What the task asks >> Without the pictures, give the entries below again exactly as written.

• • • • •

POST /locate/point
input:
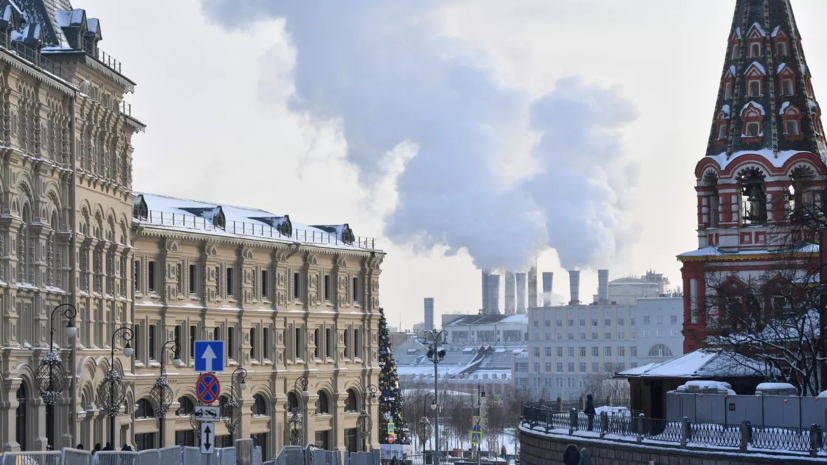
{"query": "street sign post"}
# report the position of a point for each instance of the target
(207, 438)
(209, 356)
(207, 388)
(476, 437)
(207, 413)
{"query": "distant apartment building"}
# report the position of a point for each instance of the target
(569, 343)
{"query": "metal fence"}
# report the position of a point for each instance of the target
(244, 453)
(243, 228)
(685, 433)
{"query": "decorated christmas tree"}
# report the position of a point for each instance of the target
(390, 398)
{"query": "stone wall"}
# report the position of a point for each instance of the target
(540, 449)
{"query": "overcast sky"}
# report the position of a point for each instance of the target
(218, 94)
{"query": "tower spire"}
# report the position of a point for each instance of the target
(766, 104)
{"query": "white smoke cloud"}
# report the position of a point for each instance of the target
(383, 71)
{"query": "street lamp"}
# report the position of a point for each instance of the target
(161, 394)
(232, 409)
(295, 421)
(51, 376)
(425, 426)
(364, 421)
(436, 355)
(111, 392)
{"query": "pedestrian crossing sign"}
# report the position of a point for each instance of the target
(476, 437)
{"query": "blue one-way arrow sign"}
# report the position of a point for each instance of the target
(209, 356)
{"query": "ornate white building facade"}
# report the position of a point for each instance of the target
(290, 301)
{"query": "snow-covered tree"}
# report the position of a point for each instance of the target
(390, 397)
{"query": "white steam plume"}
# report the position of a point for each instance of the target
(383, 71)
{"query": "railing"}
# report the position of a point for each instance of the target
(106, 59)
(548, 418)
(244, 453)
(243, 228)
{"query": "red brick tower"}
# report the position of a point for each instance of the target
(764, 156)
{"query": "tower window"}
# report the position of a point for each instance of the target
(791, 128)
(722, 132)
(754, 88)
(787, 87)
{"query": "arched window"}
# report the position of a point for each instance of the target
(144, 409)
(293, 403)
(754, 198)
(352, 402)
(322, 404)
(259, 405)
(660, 350)
(713, 209)
(222, 405)
(186, 406)
(20, 415)
(22, 243)
(787, 87)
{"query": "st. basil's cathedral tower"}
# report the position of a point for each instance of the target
(763, 159)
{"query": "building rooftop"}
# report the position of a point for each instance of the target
(192, 216)
(488, 320)
(698, 364)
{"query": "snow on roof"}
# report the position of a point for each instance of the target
(757, 65)
(778, 162)
(187, 215)
(699, 364)
(69, 18)
(759, 28)
(757, 105)
(713, 251)
(718, 386)
(774, 387)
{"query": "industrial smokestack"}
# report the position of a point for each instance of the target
(429, 313)
(603, 287)
(494, 294)
(574, 283)
(510, 293)
(486, 307)
(521, 297)
(547, 280)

• • • • •

Response >>
POST /locate/point
input:
{"query": "street sign post"}
# report the position of a point for each instance of the target
(207, 438)
(209, 356)
(207, 388)
(476, 437)
(207, 413)
{"query": "distant apartment building"}
# report the position of a point for each instance of the target
(569, 343)
{"query": "metal fence"}
# report the position of a point for each instance of the target
(244, 453)
(243, 228)
(685, 433)
{"query": "decorated christmas tree"}
# report the position of a point for each instance of the target
(390, 398)
{"query": "stone wall"}
# report the position of a point for each instance of the target
(540, 449)
{"query": "overcast sky"}
# report the position of a point for each instance of the target
(218, 94)
{"query": "tower spire"}
# report the position of a point for each instance of the target
(766, 104)
{"query": "white smoke cloud"}
# report the position of a point for each instance of the target
(383, 71)
{"query": "street lamp"}
# report the position of a point for each instance of the target
(161, 394)
(232, 409)
(295, 421)
(51, 376)
(425, 426)
(364, 421)
(436, 355)
(111, 392)
{"query": "pedestrian crossing sign"}
# report the position of a point for each instance of the target
(476, 437)
{"query": "blue one-way arrow sign"}
# report the position of a point for each instance of the target
(209, 356)
{"query": "ornate white building facade"}
# report the position of a point for each instance of the target
(290, 301)
{"query": "snow-covered tree"}
# report the position of a point for each instance of the target
(390, 397)
{"query": "white steam plume"}
# report the position of a point for each instance of the target
(383, 71)
{"query": "railing"}
# report the position of a point for each instance of the target
(106, 59)
(548, 418)
(244, 453)
(243, 228)
{"query": "red brick tower"}
# report the position of a point for each instance of the target
(764, 156)
{"query": "tower window"}
# report the position of a point for each instance of the target
(791, 128)
(722, 132)
(754, 88)
(787, 87)
{"query": "arched window"}
# report the position of a point for each instance of the target
(144, 409)
(293, 403)
(754, 198)
(352, 402)
(322, 404)
(259, 405)
(660, 350)
(713, 209)
(222, 405)
(186, 406)
(20, 415)
(22, 243)
(787, 87)
{"query": "st. basil's cathedral tower"}
# report the position of a point for each instance of the target
(763, 159)
{"query": "building rooftop"}
# report the position of a point for each instance of the target
(192, 216)
(488, 320)
(698, 364)
{"query": "snow on roof"}
# report the position of a point for each instance of the target
(757, 65)
(778, 162)
(187, 215)
(699, 364)
(69, 18)
(759, 28)
(757, 105)
(713, 251)
(718, 386)
(774, 387)
{"query": "industrial smokestack"}
# report the position of a point for each instance of the target
(429, 313)
(603, 287)
(494, 294)
(574, 283)
(510, 293)
(486, 307)
(521, 297)
(547, 280)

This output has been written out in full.